**Activity:** Should a line below contain the word "sign", report it.

**Provided records:**
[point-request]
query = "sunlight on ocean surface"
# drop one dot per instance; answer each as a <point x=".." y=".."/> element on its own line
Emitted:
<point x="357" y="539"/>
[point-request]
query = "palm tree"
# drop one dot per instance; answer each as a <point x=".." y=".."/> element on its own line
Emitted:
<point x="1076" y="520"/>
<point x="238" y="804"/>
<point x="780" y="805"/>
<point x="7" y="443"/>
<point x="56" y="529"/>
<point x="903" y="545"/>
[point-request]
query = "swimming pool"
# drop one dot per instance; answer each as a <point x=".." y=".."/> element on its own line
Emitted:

--

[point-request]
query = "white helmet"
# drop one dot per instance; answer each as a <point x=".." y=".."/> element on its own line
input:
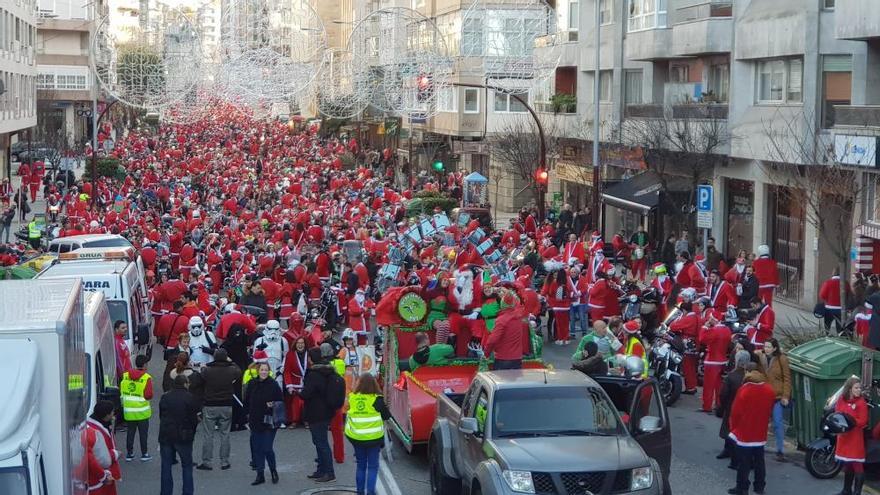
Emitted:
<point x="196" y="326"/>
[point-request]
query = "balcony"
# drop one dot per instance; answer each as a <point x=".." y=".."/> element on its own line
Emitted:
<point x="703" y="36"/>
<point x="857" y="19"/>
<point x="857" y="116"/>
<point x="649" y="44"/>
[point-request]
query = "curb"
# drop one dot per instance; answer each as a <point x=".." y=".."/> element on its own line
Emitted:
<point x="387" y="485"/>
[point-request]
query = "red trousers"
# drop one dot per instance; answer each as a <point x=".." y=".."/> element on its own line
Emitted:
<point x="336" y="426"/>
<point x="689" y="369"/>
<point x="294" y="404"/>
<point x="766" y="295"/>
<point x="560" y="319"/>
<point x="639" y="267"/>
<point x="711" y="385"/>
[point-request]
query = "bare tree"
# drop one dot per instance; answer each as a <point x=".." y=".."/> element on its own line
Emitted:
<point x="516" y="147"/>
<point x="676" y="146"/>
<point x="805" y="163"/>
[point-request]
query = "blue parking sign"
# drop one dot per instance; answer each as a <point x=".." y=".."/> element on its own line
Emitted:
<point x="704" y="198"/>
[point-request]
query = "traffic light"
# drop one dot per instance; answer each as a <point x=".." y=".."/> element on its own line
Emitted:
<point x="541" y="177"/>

---

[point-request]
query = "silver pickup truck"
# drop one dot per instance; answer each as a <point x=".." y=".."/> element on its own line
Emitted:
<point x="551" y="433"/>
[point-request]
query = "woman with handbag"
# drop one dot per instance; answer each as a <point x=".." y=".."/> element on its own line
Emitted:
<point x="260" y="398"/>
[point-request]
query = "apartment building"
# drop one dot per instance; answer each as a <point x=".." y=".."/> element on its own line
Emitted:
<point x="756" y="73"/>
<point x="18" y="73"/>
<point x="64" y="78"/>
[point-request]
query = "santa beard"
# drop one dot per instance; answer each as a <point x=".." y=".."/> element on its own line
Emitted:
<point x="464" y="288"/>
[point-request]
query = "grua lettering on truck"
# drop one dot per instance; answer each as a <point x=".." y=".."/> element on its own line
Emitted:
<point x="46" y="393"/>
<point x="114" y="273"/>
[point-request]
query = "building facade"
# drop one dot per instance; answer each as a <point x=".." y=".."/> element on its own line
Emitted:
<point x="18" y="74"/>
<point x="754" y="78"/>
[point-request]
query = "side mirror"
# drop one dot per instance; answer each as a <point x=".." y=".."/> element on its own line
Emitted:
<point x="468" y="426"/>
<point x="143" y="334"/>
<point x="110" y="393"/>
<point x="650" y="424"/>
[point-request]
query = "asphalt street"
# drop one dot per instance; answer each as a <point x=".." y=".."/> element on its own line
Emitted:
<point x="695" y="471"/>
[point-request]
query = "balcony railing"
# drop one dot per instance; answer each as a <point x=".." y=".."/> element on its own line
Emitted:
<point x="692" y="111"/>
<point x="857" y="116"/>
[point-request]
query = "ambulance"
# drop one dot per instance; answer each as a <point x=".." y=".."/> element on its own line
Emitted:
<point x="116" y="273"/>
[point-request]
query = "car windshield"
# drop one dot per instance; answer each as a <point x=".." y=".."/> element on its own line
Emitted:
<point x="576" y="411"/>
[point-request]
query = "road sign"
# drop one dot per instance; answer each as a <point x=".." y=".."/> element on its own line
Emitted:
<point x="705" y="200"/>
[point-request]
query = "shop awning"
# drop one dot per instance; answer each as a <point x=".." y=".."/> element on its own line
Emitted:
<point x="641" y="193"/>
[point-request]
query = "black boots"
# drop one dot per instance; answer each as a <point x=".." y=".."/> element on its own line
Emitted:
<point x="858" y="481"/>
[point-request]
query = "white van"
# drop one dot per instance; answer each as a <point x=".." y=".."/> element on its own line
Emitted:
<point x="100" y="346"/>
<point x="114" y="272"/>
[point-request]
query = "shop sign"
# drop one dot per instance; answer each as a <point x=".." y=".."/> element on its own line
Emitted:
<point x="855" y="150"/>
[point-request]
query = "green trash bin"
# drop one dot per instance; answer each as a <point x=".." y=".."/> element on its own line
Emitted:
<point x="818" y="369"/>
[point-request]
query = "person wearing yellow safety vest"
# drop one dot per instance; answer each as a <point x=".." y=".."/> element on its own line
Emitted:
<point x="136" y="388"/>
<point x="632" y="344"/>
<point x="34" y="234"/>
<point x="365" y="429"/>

**Written solution:**
query = "blue parking sign"
query = "road sign"
query = "shop sign"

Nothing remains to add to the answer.